**Available records:**
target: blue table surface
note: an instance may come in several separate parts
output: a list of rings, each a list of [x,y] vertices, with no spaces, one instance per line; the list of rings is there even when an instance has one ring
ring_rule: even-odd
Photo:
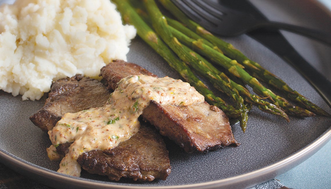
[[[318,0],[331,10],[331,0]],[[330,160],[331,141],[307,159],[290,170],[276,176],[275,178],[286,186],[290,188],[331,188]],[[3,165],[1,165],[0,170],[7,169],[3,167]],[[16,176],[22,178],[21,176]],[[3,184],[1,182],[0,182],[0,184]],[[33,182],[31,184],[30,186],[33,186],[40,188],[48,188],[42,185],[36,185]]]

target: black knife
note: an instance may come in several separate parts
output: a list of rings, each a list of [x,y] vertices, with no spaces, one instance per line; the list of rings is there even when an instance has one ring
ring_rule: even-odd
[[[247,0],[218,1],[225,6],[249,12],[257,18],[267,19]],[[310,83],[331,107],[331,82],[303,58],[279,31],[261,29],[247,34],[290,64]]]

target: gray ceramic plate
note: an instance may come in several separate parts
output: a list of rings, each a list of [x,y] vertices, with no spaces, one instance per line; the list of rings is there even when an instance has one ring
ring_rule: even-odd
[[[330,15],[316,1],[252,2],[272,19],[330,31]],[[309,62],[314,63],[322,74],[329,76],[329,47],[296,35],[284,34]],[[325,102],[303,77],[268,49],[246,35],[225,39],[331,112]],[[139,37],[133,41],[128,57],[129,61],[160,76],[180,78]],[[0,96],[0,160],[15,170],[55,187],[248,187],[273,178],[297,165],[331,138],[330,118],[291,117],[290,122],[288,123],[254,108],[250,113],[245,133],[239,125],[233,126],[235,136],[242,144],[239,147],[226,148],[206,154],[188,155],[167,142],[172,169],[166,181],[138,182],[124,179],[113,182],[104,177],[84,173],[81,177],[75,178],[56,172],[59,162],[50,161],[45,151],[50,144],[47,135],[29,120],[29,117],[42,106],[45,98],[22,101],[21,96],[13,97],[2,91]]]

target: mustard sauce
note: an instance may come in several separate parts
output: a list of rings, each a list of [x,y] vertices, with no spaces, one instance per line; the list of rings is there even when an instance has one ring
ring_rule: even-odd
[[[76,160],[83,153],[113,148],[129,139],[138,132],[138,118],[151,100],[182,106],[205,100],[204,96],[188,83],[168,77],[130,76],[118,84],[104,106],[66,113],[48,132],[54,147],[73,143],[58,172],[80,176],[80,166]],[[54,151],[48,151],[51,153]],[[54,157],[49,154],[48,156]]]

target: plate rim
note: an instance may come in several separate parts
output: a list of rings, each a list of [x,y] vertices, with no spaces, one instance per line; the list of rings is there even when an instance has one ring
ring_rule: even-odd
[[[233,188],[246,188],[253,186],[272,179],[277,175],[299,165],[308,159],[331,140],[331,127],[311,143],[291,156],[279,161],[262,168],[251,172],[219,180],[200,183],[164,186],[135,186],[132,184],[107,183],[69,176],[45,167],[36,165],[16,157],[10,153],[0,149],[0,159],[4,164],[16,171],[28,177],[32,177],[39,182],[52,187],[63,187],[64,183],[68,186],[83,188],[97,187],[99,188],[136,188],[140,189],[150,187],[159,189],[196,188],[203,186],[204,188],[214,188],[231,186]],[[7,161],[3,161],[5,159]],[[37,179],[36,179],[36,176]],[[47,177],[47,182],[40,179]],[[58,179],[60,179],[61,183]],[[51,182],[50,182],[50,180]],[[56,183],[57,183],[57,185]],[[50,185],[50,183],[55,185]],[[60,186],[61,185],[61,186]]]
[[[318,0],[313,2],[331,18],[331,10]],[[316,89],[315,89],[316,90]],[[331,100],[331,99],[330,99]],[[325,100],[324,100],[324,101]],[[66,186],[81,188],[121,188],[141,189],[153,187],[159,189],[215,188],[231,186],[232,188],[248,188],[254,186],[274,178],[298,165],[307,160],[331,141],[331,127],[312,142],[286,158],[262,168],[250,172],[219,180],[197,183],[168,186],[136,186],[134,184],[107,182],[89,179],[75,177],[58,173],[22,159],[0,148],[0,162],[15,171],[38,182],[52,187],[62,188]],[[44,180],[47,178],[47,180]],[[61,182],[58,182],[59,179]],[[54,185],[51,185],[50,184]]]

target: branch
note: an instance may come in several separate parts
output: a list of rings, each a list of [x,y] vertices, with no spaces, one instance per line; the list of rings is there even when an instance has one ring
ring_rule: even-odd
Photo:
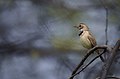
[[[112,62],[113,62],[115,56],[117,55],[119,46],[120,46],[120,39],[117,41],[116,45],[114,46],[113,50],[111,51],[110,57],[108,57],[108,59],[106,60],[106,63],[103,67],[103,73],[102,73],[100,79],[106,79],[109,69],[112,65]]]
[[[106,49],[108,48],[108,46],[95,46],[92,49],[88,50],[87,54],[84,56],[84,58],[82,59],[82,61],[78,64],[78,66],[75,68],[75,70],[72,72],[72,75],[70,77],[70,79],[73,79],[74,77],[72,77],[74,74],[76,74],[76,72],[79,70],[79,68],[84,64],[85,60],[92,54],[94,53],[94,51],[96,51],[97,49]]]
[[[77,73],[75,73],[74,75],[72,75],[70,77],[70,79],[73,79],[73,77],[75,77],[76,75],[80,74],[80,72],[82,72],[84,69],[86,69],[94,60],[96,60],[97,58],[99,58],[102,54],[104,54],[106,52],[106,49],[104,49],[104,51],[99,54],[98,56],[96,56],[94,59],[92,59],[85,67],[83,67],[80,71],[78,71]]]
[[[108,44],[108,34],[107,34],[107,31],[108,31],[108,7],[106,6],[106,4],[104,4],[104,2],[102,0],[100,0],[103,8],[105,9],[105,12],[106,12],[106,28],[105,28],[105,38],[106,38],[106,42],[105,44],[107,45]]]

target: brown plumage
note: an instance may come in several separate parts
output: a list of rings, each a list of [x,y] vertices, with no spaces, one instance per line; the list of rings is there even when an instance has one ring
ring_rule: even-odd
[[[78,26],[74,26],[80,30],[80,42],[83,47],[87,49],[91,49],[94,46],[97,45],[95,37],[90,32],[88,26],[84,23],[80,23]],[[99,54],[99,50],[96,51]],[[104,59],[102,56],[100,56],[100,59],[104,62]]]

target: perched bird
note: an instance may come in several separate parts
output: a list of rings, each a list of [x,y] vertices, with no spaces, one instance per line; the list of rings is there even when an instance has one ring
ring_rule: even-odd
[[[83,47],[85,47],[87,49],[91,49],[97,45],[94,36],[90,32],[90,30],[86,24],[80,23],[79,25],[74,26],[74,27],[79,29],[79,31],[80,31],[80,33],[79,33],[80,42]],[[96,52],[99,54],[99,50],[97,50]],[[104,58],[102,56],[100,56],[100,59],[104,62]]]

**Required task:** Copy out all the items above word for word, but leave the pictures out.

**The output:**
target: blue table surface
note: an instance may come in several separate parts
output: a list of rings, each a list of [x,y] vertices, with no spaces, one instance per line; the list of rings is there even when an instance has one ring
ring_rule: even-odd
Photo:
[[[318,0],[331,10],[331,0]],[[330,160],[331,141],[307,159],[290,170],[276,176],[275,178],[286,186],[290,188],[331,188]],[[3,165],[1,165],[0,170],[7,169],[3,167]],[[16,176],[22,178],[21,176]],[[3,184],[1,182],[0,182],[0,184]],[[33,182],[31,184],[30,186],[33,186],[40,188],[48,188],[42,185],[36,185]]]

target: black knife
note: an instance may come in several separate parts
output: a list of rings, each a list of [x,y] vertices, with no spaces, one instance per line; the list of rings is there even when an instance has one ring
ring_rule: even-odd
[[[247,0],[218,1],[225,6],[249,12],[257,18],[267,19]],[[310,83],[331,107],[331,82],[303,58],[279,31],[261,29],[247,34],[290,64]]]

target: gray ceramic plate
note: an instance may come in several separate parts
output: a list of rings, each a list of [x,y] vertices, with no spaces, one instance per line; the list of rings is there even when an instance has one ring
ring_rule: even-odd
[[[330,15],[316,1],[252,2],[272,19],[330,31]],[[309,62],[314,63],[322,74],[329,76],[329,47],[296,35],[284,34]],[[325,102],[303,77],[268,49],[246,35],[225,39],[331,112]],[[139,37],[133,41],[128,57],[129,61],[160,76],[180,78]],[[0,96],[0,160],[15,170],[55,187],[248,187],[273,178],[297,165],[331,138],[330,118],[291,117],[290,122],[288,123],[254,108],[250,113],[245,133],[239,125],[233,126],[235,136],[242,144],[239,147],[226,148],[206,154],[188,155],[167,142],[172,169],[166,181],[138,182],[124,179],[113,182],[104,177],[84,173],[81,177],[75,178],[56,172],[59,162],[50,161],[45,151],[50,144],[47,135],[29,120],[29,117],[42,106],[45,98],[22,101],[21,96],[13,97],[2,91]]]

target: mustard sauce
note: an instance may come in several separate parts
output: a list of rings, each a list of [x,y] vertices, with no spaces, one instance per line; the list of rings is there even when an instance has one ring
ring_rule: even-odd
[[[76,160],[83,153],[113,148],[129,139],[138,132],[138,118],[151,100],[182,106],[205,100],[204,96],[188,83],[168,77],[130,76],[118,84],[104,106],[66,113],[48,132],[54,147],[73,143],[58,172],[80,176],[80,166]],[[54,151],[48,151],[51,153]],[[54,157],[49,154],[48,156]]]

target: plate rim
note: an instance may come in several separate parts
output: a list of rings, each a list of [x,y] vertices, with no spaces, one instance per line; the list of rings is there even when an instance has one ring
ring_rule: even-odd
[[[233,188],[246,188],[253,186],[272,179],[277,175],[299,165],[308,159],[331,140],[331,127],[311,143],[291,156],[279,161],[262,168],[251,172],[219,180],[200,183],[164,186],[135,186],[132,184],[107,183],[69,176],[45,167],[36,165],[16,157],[10,153],[0,149],[0,159],[4,164],[16,171],[28,177],[32,177],[39,182],[52,187],[63,187],[64,183],[68,186],[83,188],[97,187],[99,188],[136,188],[140,189],[150,187],[159,189],[196,188],[203,186],[204,188],[214,188],[231,186]],[[7,161],[3,161],[5,159]],[[37,179],[36,179],[36,176]],[[47,177],[47,182],[40,179]],[[58,179],[60,179],[61,183]],[[51,182],[50,182],[50,180]],[[56,183],[57,183],[57,185]],[[50,185],[50,183],[55,185]],[[60,186],[61,185],[61,186]]]
[[[318,0],[313,2],[331,18],[331,10]],[[316,89],[315,89],[316,90]],[[331,100],[331,99],[330,99]],[[325,100],[324,100],[324,101]],[[66,186],[81,188],[121,188],[141,189],[153,187],[159,189],[215,188],[231,186],[232,188],[248,188],[254,186],[274,178],[298,165],[307,160],[331,141],[331,127],[312,142],[286,158],[262,168],[250,172],[219,180],[197,183],[168,186],[136,186],[134,184],[107,182],[89,179],[75,177],[58,173],[22,159],[0,148],[0,162],[15,171],[38,182],[52,187],[62,188]],[[44,180],[47,178],[47,180]],[[61,182],[58,182],[59,179]],[[54,185],[51,185],[50,184]]]

target: branch
note: an instance may come in several separate parts
output: a list of rings, each a list of [x,y] vertices, with no spaces, one instance per line; the list of rings is there even when an instance has one ring
ring_rule: even-odd
Photo:
[[[112,62],[113,62],[115,56],[117,55],[119,46],[120,46],[120,39],[117,41],[116,45],[114,46],[113,50],[111,51],[110,57],[108,57],[108,59],[106,60],[106,63],[103,67],[103,73],[102,73],[100,79],[106,79],[109,69],[112,65]]]
[[[106,49],[108,48],[108,46],[95,46],[92,49],[88,50],[87,54],[84,56],[84,58],[82,59],[82,61],[78,64],[78,66],[75,68],[75,70],[72,72],[72,75],[70,77],[70,79],[73,79],[74,77],[72,77],[74,74],[76,74],[76,72],[79,70],[79,68],[84,64],[85,60],[92,54],[94,53],[94,51],[96,51],[97,49]]]
[[[77,73],[75,73],[74,75],[72,75],[70,77],[70,79],[73,79],[73,77],[75,77],[76,75],[80,74],[80,72],[82,72],[84,69],[86,69],[94,60],[96,60],[97,58],[99,58],[102,54],[104,54],[106,52],[106,49],[104,49],[104,51],[99,54],[98,56],[96,56],[94,59],[92,59],[85,67],[83,67],[80,71],[78,71]]]
[[[108,44],[108,34],[107,34],[107,31],[108,31],[108,7],[106,6],[106,4],[104,4],[104,2],[102,0],[100,0],[103,8],[105,9],[105,12],[106,12],[106,28],[105,28],[105,38],[106,38],[106,42],[105,44],[107,45]]]

target: brown plumage
note: an instance may come in several separate parts
output: a list of rings, each a list of [x,y] vertices, with no spaces, one instance per line; the list of rings is there even when an instance has one ring
ring_rule: even-odd
[[[78,26],[74,26],[80,30],[80,42],[83,47],[87,49],[91,49],[94,46],[97,45],[95,37],[90,32],[88,26],[84,23],[80,23]],[[99,54],[99,50],[96,51]],[[104,59],[102,56],[100,56],[100,59],[104,62]]]

target: perched bird
note: an instance may come in several separate parts
output: a list of rings, each a list of [x,y] vertices, with no spaces, one instance per line; the list of rings is there even when an instance has one ring
ring_rule: even-odd
[[[83,47],[85,47],[87,49],[91,49],[97,45],[94,36],[90,32],[90,30],[86,24],[80,23],[79,25],[74,26],[74,27],[79,29],[79,31],[80,31],[80,33],[79,33],[80,42]],[[96,52],[99,54],[99,50],[97,50]],[[104,58],[102,56],[100,56],[100,59],[104,62]]]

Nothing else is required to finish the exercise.